##### Passage for review #####

The network led by Pakistani nuclear scientist Abdul Qadeer Khan shipped partly enriched uranium directly to Libya aboard a Pakistani airplane in 2001, providing the fuel stock in addition to the designs and technology to make a nuclear bomb, according to a report by Malaysian investigators released Friday.
The report provides a wealth of evidence that businessmen and engineers in Turkey, Germany, Switzerland and Britain, as well as Dubai and Malaysia, were closely involved in recent years in Libya’s clandestine nuclear program. It is based primarily on the Malaysian authorities’ interrogation of B.S.A. Tahir, 44, a key middleman in Khan’s global nuclear-trading network.
The shipment of uranium was one of many deliveries of nuclear components to Libya that began with a meeting in Istanbul in 1997 between Khan and Libyan officials, the Malaysian report says.
The International Atomic Energy Agency, the UN’s nuclear monitoring group, confirmed in a report that Libya received a shipment in February 2001 that included 1.87 tons of uranium hexaflouride, a form that is a standard raw material for centrifuges. The uranium required major further enrichment to reach bomb-grade quality, nuclear experts said. The amount was ideal for testing centrifuges but also would be sufficient to make one small bomb, they said.
The two reports make clear that Khan and his associates were directly involved in providing Libya the essential weapons component that also is the most difficult to procure: the uranium fuel.
The report from the IAEA was obtained from a Western diplomat. It described a Libyan nuclear weapons effort that was considerably more ambitious than previously known. However, Libya was not close to producing a bomb when it decided to disclose and abandon its nuclear program last year.

#####

# Task instructions
- A) In the report on the Khan network and Libya, where did Khan meet Libyan officials in 1997?
- B) List every place that the report on the Khan network and Libya names as home to businessmen and engineers involved in Libya's nuclear program.
- C) Write the next part of the news report on the Khan network and Libya, picking up after its final sentence.

##### Source information #####

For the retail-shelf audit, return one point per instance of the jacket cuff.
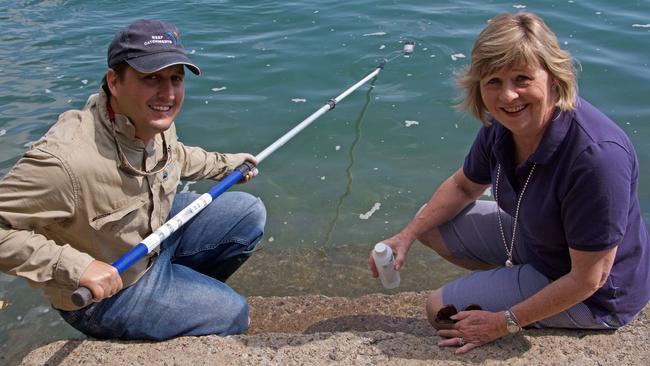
(232, 161)
(70, 266)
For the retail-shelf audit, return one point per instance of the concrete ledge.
(368, 330)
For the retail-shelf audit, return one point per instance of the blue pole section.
(83, 297)
(225, 183)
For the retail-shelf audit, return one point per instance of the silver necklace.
(514, 225)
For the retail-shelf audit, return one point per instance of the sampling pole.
(82, 296)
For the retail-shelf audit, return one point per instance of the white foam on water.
(456, 56)
(374, 209)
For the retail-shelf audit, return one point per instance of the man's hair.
(120, 70)
(515, 40)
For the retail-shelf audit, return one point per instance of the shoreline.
(372, 329)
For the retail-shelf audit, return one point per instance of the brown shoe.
(443, 318)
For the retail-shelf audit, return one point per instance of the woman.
(564, 245)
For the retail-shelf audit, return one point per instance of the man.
(104, 178)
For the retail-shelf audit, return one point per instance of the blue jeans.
(183, 293)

#####

# Set of answers
- A) Istanbul

- B) Turkey, Germany, Switzerland, Britain, Dubai, Malaysia

- C)
The IAEA reported that Libya made a strategic decision in July 1995 to redouble its nuclear efforts. In 1997, it said, “foreign manufacturers” provided 20 preassembled centrifuges of the P-1 type, a model that Khan developed. Libya also obtained components for an additional 200 P-1 centrifuges.
The agency found that from late 2000 to April 2002, much of that gear was made ready for use. But then Libyan officials decided to dismantle it and put into storage “for security reasons.”
Starting in 2000, Libya embarked on a parallel effort to acquire more advanced centrifuges with rotors made of maraging steel, a superhard alloy, and known as P-2, also a signature design of Khan’s.
Libya received two of the advanced centrifuges in September 2000, the IAEA report said, and ordered 10,000 more, with parts starting to arrive in large quantities in December 2002. All were made outside Libya.
The report said Libya received no more steel rotors–the heart of the advanced machine. It added, however, that Libya acquired a “large stock of maraging steel” to make centrifuge parts and that Libyan technicians trained for such work at foreign sites on at least three occasions.
Private experts said that 10,000 machines, if successfully completed and operated, could make enough highly enriched uranium each year for about 10 nuclear weapons. However, the report said that Libya was only in the planning stages.